Below are records; transcribe only the line with "Please tag the green foliage" and those after it, through the last line, without any change.

■ ■ ■ ■ ■

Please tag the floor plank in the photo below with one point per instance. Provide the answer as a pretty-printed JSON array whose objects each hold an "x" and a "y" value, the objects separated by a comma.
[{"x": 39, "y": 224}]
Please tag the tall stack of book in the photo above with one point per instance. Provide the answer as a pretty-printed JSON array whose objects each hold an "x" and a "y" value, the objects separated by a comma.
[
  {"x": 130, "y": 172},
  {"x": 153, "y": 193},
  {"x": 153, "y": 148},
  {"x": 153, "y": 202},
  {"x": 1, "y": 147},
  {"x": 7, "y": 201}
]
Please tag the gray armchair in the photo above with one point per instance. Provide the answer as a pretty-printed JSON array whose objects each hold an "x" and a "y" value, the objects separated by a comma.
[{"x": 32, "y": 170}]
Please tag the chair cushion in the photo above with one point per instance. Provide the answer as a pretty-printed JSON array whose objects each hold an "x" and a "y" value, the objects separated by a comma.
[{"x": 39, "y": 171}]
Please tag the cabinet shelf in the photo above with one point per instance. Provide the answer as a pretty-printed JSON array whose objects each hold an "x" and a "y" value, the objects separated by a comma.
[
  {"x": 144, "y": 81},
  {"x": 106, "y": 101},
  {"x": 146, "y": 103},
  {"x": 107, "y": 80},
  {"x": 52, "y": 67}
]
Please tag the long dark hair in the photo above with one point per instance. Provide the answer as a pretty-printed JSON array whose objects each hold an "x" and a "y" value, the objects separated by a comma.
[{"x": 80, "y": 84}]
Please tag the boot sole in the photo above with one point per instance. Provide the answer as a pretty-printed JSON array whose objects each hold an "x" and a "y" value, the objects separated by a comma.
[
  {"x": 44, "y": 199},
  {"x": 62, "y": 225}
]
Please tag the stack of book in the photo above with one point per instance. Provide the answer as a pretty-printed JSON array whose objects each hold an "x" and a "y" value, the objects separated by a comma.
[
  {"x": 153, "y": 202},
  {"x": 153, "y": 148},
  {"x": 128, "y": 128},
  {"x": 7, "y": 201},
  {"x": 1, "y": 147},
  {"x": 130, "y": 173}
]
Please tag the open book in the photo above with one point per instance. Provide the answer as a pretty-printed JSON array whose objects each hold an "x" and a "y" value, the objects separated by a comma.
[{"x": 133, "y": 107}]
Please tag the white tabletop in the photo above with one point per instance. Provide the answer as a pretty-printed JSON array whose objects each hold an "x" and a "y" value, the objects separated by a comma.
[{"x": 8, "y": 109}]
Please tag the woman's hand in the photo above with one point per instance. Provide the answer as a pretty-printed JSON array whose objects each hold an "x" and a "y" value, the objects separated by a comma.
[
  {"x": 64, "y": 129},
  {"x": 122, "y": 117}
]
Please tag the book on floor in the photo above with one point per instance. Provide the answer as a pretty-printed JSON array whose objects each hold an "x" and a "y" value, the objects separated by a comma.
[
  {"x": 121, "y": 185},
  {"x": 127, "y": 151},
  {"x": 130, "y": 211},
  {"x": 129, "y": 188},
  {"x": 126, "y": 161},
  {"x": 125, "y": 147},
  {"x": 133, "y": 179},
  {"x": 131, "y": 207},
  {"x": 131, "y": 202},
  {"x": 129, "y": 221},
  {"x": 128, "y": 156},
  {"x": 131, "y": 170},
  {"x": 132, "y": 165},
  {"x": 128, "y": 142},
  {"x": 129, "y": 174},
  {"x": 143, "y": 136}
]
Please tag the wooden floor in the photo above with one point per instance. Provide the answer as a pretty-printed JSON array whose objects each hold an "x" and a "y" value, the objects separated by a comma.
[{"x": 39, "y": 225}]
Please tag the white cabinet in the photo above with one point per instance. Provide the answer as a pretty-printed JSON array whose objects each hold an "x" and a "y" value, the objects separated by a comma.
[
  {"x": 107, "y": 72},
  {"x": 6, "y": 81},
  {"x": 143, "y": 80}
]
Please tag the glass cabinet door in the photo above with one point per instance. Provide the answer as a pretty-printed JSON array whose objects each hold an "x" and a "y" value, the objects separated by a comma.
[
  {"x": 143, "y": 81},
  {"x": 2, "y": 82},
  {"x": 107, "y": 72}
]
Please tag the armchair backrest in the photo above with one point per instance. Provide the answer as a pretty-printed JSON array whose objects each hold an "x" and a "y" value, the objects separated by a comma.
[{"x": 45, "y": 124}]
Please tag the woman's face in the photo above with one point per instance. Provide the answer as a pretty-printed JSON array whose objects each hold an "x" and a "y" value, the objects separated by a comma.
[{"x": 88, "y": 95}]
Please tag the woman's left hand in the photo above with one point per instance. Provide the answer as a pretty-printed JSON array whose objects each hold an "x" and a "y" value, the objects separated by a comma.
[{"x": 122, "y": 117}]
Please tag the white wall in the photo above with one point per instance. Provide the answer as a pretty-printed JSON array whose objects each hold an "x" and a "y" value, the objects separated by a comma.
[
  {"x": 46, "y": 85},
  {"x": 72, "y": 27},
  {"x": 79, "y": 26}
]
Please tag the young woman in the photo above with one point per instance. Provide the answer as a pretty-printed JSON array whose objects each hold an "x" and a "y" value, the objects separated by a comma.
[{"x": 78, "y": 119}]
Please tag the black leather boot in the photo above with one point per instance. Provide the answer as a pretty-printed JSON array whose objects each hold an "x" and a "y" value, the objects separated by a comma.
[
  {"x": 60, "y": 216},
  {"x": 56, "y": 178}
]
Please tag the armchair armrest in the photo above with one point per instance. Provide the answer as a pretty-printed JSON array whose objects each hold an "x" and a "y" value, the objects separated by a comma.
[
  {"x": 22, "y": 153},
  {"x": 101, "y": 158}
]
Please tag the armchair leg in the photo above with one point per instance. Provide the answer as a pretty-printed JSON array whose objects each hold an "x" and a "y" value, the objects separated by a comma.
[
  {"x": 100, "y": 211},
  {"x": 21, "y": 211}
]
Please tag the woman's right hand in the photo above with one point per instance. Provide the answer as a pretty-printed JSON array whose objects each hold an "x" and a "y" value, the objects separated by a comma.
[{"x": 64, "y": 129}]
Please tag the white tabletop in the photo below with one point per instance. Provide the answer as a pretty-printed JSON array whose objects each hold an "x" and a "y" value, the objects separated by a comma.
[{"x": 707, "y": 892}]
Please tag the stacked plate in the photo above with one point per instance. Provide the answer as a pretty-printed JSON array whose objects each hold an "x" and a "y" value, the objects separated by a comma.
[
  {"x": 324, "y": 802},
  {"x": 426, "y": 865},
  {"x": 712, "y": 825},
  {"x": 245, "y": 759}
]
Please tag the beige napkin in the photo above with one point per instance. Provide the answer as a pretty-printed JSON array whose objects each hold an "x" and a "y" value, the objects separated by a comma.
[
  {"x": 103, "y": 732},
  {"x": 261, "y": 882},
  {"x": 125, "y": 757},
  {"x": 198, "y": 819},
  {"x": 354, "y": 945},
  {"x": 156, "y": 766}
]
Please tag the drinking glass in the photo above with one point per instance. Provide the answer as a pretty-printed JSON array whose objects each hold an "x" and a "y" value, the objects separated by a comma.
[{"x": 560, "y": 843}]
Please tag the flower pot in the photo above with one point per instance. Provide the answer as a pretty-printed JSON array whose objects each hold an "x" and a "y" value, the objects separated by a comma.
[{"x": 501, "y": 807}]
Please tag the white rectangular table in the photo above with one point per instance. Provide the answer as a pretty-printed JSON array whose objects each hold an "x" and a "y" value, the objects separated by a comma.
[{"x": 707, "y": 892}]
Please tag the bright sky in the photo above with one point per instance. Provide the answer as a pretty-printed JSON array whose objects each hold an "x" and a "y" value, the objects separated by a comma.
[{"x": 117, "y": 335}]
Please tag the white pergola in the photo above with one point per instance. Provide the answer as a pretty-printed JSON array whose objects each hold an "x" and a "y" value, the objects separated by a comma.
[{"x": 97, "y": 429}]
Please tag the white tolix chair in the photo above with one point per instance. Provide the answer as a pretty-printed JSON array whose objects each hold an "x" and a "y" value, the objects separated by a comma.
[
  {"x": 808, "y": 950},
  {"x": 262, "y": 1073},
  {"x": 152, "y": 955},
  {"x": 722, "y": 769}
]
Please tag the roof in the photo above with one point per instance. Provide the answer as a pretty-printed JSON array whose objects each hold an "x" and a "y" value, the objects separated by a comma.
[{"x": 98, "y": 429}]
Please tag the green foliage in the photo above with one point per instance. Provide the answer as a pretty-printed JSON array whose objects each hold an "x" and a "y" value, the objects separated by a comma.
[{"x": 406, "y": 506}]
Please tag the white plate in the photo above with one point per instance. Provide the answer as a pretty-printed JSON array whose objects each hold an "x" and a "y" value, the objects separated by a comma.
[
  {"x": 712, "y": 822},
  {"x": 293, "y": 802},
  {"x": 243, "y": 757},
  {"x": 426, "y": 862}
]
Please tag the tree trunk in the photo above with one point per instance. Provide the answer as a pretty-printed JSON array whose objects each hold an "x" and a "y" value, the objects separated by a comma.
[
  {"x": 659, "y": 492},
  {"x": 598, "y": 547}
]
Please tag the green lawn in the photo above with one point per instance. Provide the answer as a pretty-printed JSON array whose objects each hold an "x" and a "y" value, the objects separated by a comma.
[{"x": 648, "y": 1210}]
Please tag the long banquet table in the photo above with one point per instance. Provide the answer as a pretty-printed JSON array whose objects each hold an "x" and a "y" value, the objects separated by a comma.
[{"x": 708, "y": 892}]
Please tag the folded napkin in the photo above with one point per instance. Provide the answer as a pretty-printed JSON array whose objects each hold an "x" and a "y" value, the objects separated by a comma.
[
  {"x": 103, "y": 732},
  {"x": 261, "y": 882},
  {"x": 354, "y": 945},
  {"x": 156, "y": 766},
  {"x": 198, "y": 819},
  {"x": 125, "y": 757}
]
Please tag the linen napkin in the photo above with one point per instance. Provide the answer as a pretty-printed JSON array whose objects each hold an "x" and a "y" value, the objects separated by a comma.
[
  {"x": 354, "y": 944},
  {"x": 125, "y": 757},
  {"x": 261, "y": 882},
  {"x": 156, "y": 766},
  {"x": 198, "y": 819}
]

■ ■ ■ ■ ■

> [Task response]
Please tag the green foliage in the photo above with one point per instance. Provide the answer as a pretty-printed JSON array whose objects each hold an "x" and a "y" value, the objects separated by a comma.
[{"x": 406, "y": 506}]
Please tag the white plate in the photo above with one point per instance. Provide the answer as a pretty-printed JSON array whose objects each hold an "x" and a "y" value, the objects separated by a comma.
[
  {"x": 712, "y": 822},
  {"x": 293, "y": 802},
  {"x": 243, "y": 757},
  {"x": 426, "y": 862}
]
Please tag the tree trunk in the photo above with one point per instance. Provide the answer as a pretty-printed JSON array whose objects each hold an "x" and a "y" value, the objects separated by a comma.
[
  {"x": 659, "y": 492},
  {"x": 598, "y": 547}
]
Please tag the green lawn in the photo above with one point per instance. Provide the answer as a pretty-printed JSON array whose objects each hold an "x" and a "y" value, the objects separated by a comma.
[{"x": 648, "y": 1210}]
Please tag the long banquet table in the photo above with one point per instance. Provide the answer as a pretty-printed JSON array whose objects each hold an "x" and a "y" value, the objects separated by a comma.
[{"x": 708, "y": 892}]
Please tag the folded napkin in the photo above with one point per instance. Provide the answer as a pretty-printed JSON array whose objects each hold an "x" and a "y" value, the objects separated by a comma.
[
  {"x": 103, "y": 732},
  {"x": 261, "y": 882},
  {"x": 354, "y": 945},
  {"x": 156, "y": 766},
  {"x": 198, "y": 819},
  {"x": 125, "y": 757}
]
Please tag the linen napkin in the photo above with one point per instance. Provide the answer as a pretty-printed JSON array whose objects each hold an "x" and a "y" value, the objects separated by a comma.
[
  {"x": 354, "y": 944},
  {"x": 125, "y": 757},
  {"x": 261, "y": 882},
  {"x": 156, "y": 766},
  {"x": 198, "y": 819}
]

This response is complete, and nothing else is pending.